[Point placement records]
'''

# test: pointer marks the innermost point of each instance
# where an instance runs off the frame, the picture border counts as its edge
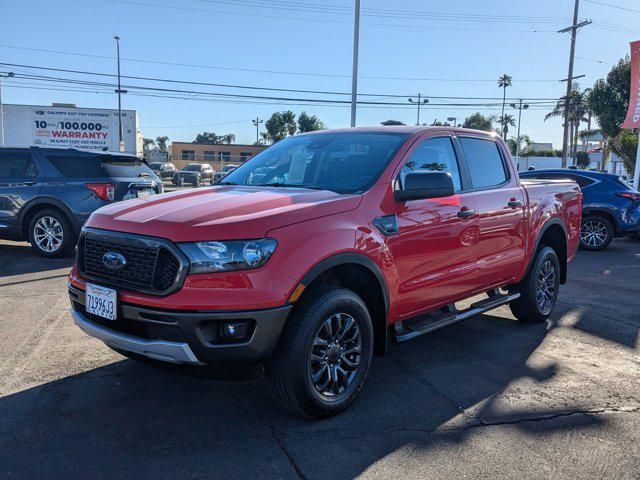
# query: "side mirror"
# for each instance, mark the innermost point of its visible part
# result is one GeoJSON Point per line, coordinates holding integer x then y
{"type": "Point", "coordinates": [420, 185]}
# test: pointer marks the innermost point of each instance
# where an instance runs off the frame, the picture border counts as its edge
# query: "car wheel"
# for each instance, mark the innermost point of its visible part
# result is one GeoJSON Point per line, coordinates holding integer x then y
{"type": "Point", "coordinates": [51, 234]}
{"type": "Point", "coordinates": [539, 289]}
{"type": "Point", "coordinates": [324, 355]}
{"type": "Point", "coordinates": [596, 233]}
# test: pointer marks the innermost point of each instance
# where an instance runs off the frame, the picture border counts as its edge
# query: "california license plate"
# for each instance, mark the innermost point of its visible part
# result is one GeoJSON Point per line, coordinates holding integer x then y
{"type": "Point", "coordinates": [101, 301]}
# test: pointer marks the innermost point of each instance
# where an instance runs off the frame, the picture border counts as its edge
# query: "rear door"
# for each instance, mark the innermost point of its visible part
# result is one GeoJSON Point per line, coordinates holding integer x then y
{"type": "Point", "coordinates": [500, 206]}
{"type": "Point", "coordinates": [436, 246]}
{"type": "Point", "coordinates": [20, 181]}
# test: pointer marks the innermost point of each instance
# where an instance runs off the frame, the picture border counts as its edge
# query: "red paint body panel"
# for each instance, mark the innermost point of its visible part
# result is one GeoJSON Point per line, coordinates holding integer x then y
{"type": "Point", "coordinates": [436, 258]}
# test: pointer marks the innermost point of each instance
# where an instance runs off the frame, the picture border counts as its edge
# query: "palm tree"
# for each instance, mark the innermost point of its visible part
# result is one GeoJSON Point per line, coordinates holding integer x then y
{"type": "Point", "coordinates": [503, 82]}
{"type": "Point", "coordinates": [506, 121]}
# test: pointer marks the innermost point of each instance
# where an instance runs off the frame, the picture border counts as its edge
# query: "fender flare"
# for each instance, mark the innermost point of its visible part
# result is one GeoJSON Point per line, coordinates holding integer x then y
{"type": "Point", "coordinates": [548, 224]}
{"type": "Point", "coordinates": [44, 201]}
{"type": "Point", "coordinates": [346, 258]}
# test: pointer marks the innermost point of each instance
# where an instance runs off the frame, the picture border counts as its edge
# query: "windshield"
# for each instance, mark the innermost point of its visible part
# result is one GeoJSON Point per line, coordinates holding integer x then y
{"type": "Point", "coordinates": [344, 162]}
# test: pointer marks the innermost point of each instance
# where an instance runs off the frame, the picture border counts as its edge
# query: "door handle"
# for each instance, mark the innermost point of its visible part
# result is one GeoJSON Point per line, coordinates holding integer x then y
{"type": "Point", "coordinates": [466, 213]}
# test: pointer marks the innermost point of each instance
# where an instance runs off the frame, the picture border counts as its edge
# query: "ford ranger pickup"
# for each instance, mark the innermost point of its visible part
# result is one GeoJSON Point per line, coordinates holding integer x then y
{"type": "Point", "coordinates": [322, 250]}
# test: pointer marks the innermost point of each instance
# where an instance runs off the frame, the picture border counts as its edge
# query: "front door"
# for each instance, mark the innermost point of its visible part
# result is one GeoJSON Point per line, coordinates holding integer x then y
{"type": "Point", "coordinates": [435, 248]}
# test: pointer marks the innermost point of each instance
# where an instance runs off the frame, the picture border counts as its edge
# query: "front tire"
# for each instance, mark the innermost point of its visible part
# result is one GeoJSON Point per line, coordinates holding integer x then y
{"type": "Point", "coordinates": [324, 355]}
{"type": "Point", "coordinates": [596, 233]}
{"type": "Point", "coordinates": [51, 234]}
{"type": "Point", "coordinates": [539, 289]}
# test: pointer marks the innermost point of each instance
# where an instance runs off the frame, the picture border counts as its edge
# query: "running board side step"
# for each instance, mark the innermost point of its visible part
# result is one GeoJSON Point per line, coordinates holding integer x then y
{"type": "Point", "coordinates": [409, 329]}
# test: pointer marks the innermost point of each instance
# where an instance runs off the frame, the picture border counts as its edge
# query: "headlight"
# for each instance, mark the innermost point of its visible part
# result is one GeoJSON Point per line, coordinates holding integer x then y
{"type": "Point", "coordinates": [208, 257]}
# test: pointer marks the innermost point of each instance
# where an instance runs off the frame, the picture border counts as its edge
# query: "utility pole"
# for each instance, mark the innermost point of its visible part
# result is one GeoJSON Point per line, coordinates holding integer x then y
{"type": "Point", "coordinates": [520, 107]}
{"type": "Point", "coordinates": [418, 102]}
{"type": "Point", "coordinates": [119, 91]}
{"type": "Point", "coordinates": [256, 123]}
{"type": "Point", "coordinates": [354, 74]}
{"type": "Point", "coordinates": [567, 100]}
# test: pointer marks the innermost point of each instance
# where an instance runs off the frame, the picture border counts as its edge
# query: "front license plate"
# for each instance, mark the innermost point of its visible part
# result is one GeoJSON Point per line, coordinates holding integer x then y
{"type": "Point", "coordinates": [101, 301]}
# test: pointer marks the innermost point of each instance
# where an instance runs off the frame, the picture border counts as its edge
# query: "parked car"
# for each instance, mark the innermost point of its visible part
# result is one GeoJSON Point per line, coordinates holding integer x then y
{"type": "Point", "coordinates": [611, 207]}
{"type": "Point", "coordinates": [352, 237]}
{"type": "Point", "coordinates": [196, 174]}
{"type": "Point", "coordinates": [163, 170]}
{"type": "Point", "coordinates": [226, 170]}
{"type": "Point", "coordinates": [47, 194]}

'''

> WHAT IS BEING ASKED: Return the records exactly. Don't carry the pictures over.

> FINISHED ANSWER:
# test: pointer marks the innermost point of each instance
# where an instance runs off the frame, the picture border counts as its edge
# query: "side mirror"
# for each instance, mark the innermost point of its visible part
# result is one GeoJSON Point per line, coordinates holding integer x then y
{"type": "Point", "coordinates": [420, 185]}
# test: pointer marks the innermost point of each instance
# where an instance runs off the frame, the picture border counts as its edge
# query: "car wheel"
# for each instance, mark the innermost point of its visible part
# result is one GeoJSON Point per line, coordinates holding integer x then y
{"type": "Point", "coordinates": [51, 234]}
{"type": "Point", "coordinates": [539, 289]}
{"type": "Point", "coordinates": [324, 355]}
{"type": "Point", "coordinates": [596, 233]}
# test: pointer marks the innermost point of each instance
# where an instance runs off the frame, the picture border counts as its edge
# query: "california license plate"
# for each instance, mark the innermost point of its visible part
# result is one GeoJSON Point per line, coordinates holding integer x then y
{"type": "Point", "coordinates": [101, 301]}
# test: pointer marks the innermost point of each instance
# where an instance runs off the frame, the picture border counts as its edge
# query: "rear door"
# for each instance, mark the innermost point of its visible part
# result is one GeoJSON Point per line, coordinates holding integer x then y
{"type": "Point", "coordinates": [500, 206]}
{"type": "Point", "coordinates": [436, 246]}
{"type": "Point", "coordinates": [20, 181]}
# test: pointer marks the innermost point of each instance
# where an instance runs off the frame, the picture border counts as its edge
# query: "red paint body panel"
# for each instance, mark the innermost point of its visible part
# result is one GeoJSON Point per line, coordinates holding integer x then y
{"type": "Point", "coordinates": [436, 258]}
# test: pointer marks the innermost point of each instance
# where an instance runs off the frame, the picture border counts as its edge
# query: "palm tree"
# for each instance, mark the innermost point of its visible part
# result is one GeoJSON Point per line, coordinates holding integer x then y
{"type": "Point", "coordinates": [503, 82]}
{"type": "Point", "coordinates": [506, 121]}
# test: pointer marks the innermost point of each instance
# where an instance runs off the frame, the picture border counts as its edge
# query: "fender flare"
# for each instance, mark the innermost point of its visible part
# result is one GeoJSON Point per line, coordinates holding integer x then y
{"type": "Point", "coordinates": [548, 224]}
{"type": "Point", "coordinates": [44, 201]}
{"type": "Point", "coordinates": [346, 258]}
# test: pointer marks the innermost point of each instance
# where an instance runs off the frame, the picture border counts as its edge
# query: "windshield"
# for each instance, mark the innermost point of its visible part
# result is one GeoJSON Point per line, coordinates holding integer x then y
{"type": "Point", "coordinates": [344, 162]}
# test: pointer marks the innermost point of each instance
# where an instance runs off the frame, the picture border counts as its edge
# query: "door handle"
# for each instance, mark the innermost point of its visible part
# result is one GeoJSON Point per line, coordinates holding integer x then y
{"type": "Point", "coordinates": [466, 213]}
# test: pointer marks the innermost point of each instance
# where an instance runs off the frame, the picture border counts as its edge
# query: "ford ranger pickup"
# for each instance, mark the innermost point of its visible part
# result is one GeoJSON Point per line, coordinates holding integer x then y
{"type": "Point", "coordinates": [322, 250]}
# test: pointer marks the innermost point of each instance
# where an instance runs off the frame, the picture border counts as its edge
# query: "front door"
# for each instance, mark the innermost point of its visible part
# result is one GeoJSON Point per line, coordinates holding integer x then y
{"type": "Point", "coordinates": [435, 248]}
# test: pointer marks the innermost point of each instance
# where an instance runs off the frame, the picture border counts as its edge
# query: "front tire"
# for each instance, mark the innermost point of its visible part
# result is one GeoJSON Point per line, coordinates holding integer x then y
{"type": "Point", "coordinates": [324, 355]}
{"type": "Point", "coordinates": [596, 233]}
{"type": "Point", "coordinates": [51, 234]}
{"type": "Point", "coordinates": [539, 289]}
# test: pointer marks the innermost point of each instance
# where an instance runs off the frame, the picture border counts as its edge
# query: "running board side step"
# for each instance, mark the innermost point of its visible part
# result is one GeoJSON Point per line, coordinates holding integer x then y
{"type": "Point", "coordinates": [409, 329]}
# test: pointer marks the innermost point of each instance
# where an instance runs off the frame, the picture border counts as its edge
# query: "headlight"
# for each instance, mark the innermost point of its visible part
# result is one GeoJSON Point per line, coordinates holding integer x then y
{"type": "Point", "coordinates": [208, 257]}
# test: pointer marks the innermost point of each instance
# where an instance runs off the frame, the picture border counts as its edge
# query: "utility pole"
# for each instance, mark the innermost point of its visible part
# result is one GeoJSON Point per line, coordinates holding integer x then y
{"type": "Point", "coordinates": [520, 107]}
{"type": "Point", "coordinates": [418, 102]}
{"type": "Point", "coordinates": [119, 91]}
{"type": "Point", "coordinates": [256, 123]}
{"type": "Point", "coordinates": [354, 74]}
{"type": "Point", "coordinates": [567, 100]}
# test: pointer marks the innermost point of each instance
# where an instance runs off the frame, the picture border counts as its edge
# query: "front license plate"
# for each instance, mark the innermost point of its visible part
# result is one GeoJSON Point per line, coordinates holding integer x then y
{"type": "Point", "coordinates": [101, 301]}
# test: pointer marks the innermost point of each instance
# where an instance runs off the frame, the picture border counts as its edge
# query: "parked car"
# for each instance, mark the innermost point of its visible part
# result is one GeoJSON Point per line, coordinates holding integer x then y
{"type": "Point", "coordinates": [611, 207]}
{"type": "Point", "coordinates": [352, 237]}
{"type": "Point", "coordinates": [196, 174]}
{"type": "Point", "coordinates": [163, 170]}
{"type": "Point", "coordinates": [226, 170]}
{"type": "Point", "coordinates": [47, 194]}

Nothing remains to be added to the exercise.